With nothing left out, give the data back exactly.

>>>>

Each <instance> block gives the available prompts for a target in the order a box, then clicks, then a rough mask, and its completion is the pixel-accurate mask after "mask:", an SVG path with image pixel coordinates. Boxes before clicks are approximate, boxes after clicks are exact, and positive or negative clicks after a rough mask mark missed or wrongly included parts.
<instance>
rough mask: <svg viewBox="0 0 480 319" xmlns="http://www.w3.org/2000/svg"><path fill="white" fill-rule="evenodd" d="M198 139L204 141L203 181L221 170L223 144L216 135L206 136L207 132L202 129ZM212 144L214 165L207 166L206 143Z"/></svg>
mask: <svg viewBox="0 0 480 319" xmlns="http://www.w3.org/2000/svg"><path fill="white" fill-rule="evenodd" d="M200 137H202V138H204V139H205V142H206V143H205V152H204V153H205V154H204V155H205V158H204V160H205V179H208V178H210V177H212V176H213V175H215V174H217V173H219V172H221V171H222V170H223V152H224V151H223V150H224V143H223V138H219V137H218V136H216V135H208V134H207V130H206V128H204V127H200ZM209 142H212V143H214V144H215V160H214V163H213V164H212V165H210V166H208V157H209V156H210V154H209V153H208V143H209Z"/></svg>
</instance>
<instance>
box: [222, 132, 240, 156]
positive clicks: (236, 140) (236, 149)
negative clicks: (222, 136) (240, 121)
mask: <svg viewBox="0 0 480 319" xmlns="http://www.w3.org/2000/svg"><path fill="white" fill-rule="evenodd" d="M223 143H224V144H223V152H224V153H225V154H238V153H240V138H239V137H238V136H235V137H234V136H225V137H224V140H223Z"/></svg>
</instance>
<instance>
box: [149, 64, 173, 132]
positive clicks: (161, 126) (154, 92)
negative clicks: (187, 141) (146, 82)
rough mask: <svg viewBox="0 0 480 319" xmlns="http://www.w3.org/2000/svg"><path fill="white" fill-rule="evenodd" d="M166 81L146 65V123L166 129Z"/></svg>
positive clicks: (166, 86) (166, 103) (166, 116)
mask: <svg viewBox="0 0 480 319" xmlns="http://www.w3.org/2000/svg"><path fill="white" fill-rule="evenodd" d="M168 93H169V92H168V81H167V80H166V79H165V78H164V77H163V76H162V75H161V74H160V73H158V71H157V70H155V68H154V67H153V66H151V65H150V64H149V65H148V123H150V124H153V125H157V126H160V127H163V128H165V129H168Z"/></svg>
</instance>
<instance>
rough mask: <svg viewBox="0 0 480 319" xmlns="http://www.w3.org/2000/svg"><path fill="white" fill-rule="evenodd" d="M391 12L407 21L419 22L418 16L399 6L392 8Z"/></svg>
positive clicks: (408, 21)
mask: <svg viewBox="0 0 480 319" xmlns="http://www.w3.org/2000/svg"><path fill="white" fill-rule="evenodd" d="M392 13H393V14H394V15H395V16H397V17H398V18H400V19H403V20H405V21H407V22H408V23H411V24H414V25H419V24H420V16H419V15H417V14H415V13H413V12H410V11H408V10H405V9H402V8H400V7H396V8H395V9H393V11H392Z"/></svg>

<<<<

__EXERCISE SOLUTION__.
Each <instance> block gives the available prompts for a target in the order a box, then clicks, then a rough mask, and its completion is the pixel-accurate mask after "mask:", an SVG path with image pixel coordinates. Boxes before clicks are approximate, boxes after clicks are exact, and positive or negative clicks after a rough mask mark missed or wrongly included parts.
<instance>
rough mask: <svg viewBox="0 0 480 319" xmlns="http://www.w3.org/2000/svg"><path fill="white" fill-rule="evenodd" d="M198 139L204 141L203 181L221 170L223 144L216 135L206 136L207 132L202 129ZM212 144L214 165L207 166L206 143Z"/></svg>
mask: <svg viewBox="0 0 480 319" xmlns="http://www.w3.org/2000/svg"><path fill="white" fill-rule="evenodd" d="M200 137H202V138H204V139H205V142H206V143H205V152H204V153H205V154H204V155H205V158H204V160H205V179H208V178H210V177H212V176H213V175H215V174H217V173H219V172H221V171H222V170H223V152H224V151H223V150H224V143H223V138H219V137H218V136H216V135H208V134H207V130H206V128H204V127H200ZM209 142H212V143H214V144H215V160H214V163H213V164H212V165H210V166H208V157H209V156H210V154H209V153H208V143H209Z"/></svg>
</instance>
<instance>
box: [222, 132, 240, 156]
positive clicks: (236, 140) (236, 149)
negative clicks: (222, 136) (240, 121)
mask: <svg viewBox="0 0 480 319" xmlns="http://www.w3.org/2000/svg"><path fill="white" fill-rule="evenodd" d="M223 143H224V144H223V152H224V153H225V154H238V153H240V138H239V137H238V136H235V137H234V136H225V137H224V140H223Z"/></svg>
</instance>
<instance>
box: [149, 64, 173, 132]
positive clicks: (161, 126) (154, 92)
negative clicks: (187, 141) (146, 82)
rough mask: <svg viewBox="0 0 480 319" xmlns="http://www.w3.org/2000/svg"><path fill="white" fill-rule="evenodd" d="M166 81L146 65V123L166 129Z"/></svg>
positive clicks: (166, 86) (166, 103) (166, 116)
mask: <svg viewBox="0 0 480 319" xmlns="http://www.w3.org/2000/svg"><path fill="white" fill-rule="evenodd" d="M168 93H169V92H168V81H167V80H166V79H165V78H164V77H163V76H162V75H161V74H160V73H158V71H157V70H155V68H154V67H153V66H151V65H150V64H149V65H148V123H150V124H153V125H157V126H160V127H163V128H165V129H168Z"/></svg>
</instance>
<instance>
rough mask: <svg viewBox="0 0 480 319" xmlns="http://www.w3.org/2000/svg"><path fill="white" fill-rule="evenodd" d="M391 12L407 21L419 22L418 16L399 6L392 8Z"/></svg>
positive clicks: (408, 21)
mask: <svg viewBox="0 0 480 319" xmlns="http://www.w3.org/2000/svg"><path fill="white" fill-rule="evenodd" d="M392 13H393V14H394V15H395V16H397V17H398V18H400V19H403V20H405V21H407V22H408V23H411V24H414V25H419V24H420V16H419V15H417V14H415V13H413V12H410V11H408V10H405V9H402V8H400V7H396V8H395V9H393V11H392Z"/></svg>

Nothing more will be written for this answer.